## INFORMATION SHOWN
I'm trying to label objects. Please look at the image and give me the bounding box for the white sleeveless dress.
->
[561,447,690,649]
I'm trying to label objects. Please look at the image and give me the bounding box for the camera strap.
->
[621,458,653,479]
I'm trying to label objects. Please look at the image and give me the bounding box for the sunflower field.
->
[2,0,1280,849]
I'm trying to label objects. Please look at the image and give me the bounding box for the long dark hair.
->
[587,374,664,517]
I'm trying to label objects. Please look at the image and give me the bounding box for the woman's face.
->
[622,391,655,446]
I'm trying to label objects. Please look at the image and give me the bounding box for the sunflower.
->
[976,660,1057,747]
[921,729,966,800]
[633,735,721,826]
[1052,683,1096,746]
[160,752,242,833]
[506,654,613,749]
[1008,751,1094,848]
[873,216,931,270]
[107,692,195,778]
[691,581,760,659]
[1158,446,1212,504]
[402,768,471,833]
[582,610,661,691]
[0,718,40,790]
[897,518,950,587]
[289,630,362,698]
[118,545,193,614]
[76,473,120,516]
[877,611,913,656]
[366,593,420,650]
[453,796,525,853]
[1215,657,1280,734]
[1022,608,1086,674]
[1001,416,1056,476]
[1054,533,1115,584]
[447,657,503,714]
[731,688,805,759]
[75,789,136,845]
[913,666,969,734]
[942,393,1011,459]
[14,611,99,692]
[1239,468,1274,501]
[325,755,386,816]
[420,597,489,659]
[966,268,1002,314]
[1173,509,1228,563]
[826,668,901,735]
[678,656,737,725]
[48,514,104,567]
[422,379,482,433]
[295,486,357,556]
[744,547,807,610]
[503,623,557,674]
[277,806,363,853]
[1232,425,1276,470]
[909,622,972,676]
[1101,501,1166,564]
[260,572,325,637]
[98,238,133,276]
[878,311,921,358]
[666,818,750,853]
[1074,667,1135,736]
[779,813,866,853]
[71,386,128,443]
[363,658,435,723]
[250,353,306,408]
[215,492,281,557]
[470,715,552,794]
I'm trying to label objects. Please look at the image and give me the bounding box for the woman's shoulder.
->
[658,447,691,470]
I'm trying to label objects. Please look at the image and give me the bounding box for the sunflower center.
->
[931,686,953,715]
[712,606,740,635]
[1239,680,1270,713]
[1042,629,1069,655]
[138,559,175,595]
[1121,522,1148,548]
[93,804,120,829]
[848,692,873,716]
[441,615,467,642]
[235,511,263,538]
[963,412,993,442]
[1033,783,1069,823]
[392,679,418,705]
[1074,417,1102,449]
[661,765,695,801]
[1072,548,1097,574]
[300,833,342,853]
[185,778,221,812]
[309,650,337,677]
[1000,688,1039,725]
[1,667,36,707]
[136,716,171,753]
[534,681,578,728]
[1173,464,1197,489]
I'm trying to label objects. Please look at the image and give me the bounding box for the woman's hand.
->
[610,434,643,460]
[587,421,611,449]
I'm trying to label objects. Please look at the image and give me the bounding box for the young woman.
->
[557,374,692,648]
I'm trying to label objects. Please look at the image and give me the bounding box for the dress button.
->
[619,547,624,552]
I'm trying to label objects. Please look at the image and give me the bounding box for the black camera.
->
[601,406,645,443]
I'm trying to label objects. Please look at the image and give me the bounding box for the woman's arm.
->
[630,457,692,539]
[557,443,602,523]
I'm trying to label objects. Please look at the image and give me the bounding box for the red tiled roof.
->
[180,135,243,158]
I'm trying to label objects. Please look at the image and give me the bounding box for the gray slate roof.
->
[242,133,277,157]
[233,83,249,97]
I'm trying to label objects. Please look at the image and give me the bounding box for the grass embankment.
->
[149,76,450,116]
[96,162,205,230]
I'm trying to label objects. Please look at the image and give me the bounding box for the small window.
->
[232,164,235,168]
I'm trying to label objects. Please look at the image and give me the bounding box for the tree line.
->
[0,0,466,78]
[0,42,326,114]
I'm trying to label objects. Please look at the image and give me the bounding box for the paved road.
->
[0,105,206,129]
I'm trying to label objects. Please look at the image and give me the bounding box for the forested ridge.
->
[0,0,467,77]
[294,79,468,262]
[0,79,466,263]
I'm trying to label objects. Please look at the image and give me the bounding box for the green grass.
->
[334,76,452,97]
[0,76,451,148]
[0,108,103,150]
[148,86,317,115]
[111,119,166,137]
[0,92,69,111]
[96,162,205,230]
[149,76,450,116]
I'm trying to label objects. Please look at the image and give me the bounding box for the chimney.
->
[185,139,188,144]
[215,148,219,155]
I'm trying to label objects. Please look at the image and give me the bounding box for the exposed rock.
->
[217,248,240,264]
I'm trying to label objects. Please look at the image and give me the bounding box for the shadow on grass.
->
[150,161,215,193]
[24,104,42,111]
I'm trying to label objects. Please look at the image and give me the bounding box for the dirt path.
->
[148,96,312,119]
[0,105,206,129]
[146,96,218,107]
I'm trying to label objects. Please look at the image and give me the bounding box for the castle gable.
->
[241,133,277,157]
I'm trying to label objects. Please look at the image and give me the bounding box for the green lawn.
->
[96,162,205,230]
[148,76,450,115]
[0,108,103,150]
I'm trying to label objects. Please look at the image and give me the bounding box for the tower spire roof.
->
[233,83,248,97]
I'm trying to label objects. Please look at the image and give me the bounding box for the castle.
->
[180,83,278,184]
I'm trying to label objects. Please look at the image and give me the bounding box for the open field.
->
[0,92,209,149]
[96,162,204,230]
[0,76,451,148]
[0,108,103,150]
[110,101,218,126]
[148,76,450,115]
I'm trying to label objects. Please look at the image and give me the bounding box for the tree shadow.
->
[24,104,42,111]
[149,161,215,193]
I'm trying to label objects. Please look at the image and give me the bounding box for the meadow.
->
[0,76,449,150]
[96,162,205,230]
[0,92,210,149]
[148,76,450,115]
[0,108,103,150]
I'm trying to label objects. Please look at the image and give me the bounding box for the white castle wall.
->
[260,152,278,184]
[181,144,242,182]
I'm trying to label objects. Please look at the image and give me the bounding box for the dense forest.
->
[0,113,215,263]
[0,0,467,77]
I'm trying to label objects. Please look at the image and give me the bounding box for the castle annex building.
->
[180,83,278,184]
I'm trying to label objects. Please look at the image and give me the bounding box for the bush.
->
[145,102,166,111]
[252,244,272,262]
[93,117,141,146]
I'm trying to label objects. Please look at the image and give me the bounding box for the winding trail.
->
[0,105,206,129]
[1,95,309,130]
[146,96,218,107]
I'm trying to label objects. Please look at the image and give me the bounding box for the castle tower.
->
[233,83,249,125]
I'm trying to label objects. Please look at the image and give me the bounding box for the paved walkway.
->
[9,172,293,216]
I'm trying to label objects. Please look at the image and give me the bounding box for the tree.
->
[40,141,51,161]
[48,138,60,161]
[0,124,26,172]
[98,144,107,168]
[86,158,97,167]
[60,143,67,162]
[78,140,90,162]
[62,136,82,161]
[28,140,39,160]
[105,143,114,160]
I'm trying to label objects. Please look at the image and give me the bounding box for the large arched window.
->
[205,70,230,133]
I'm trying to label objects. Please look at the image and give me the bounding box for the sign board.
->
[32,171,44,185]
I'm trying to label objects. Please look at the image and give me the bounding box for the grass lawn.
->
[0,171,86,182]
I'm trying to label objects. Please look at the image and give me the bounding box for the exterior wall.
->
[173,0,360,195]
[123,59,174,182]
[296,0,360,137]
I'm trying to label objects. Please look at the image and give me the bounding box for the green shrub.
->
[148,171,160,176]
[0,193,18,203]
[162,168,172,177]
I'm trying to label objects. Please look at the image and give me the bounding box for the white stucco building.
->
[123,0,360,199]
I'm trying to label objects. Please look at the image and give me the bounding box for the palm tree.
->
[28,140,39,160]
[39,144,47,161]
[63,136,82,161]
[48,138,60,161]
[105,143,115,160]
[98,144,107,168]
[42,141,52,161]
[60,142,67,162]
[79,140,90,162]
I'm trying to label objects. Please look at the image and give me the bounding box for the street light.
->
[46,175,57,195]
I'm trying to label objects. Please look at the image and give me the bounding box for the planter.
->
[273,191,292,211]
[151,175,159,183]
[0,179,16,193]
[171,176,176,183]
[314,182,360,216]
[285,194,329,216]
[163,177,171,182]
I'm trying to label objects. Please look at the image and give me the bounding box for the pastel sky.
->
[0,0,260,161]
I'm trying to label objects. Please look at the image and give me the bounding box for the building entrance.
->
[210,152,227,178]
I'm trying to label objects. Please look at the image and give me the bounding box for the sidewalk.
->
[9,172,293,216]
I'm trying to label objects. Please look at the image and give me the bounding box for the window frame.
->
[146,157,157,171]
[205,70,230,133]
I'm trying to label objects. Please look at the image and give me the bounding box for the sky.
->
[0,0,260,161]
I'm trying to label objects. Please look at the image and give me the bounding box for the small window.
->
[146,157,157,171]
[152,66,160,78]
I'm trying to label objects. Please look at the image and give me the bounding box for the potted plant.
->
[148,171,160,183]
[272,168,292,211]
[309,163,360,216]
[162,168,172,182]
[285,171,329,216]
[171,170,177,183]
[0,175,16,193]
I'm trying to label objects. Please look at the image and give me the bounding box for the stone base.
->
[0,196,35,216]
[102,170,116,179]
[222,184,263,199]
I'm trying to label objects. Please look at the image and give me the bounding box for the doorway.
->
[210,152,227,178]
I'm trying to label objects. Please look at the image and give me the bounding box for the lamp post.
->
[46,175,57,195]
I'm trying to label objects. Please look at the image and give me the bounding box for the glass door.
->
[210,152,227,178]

## ABOUT THIS TASK
Set down the lines above as they stand, starting with the first line and ending with the line that contains "for the sunflower.".

## TASK RESULT
I'm trying to label objects. Please look at the image and give me the bounding box for the white sleeveless dress.
->
[561,447,690,649]
I'm trying to label objects. Please look at the image and give me the bounding box for the camera strap.
->
[621,458,653,479]
I'm trying to label objects. Please look at the image and give me the bounding box for the sunflower field.
->
[2,0,1280,849]
I'm trying to label objects. Please look at the image and give me the bounding box for the long dark hair.
->
[587,374,664,517]
I'm trying to label objects. Please look at the image and give me the bounding box for the woman's face.
->
[622,391,655,446]
I'm trying to label objects. Please look at the image and give me the bounding box for the sunflower.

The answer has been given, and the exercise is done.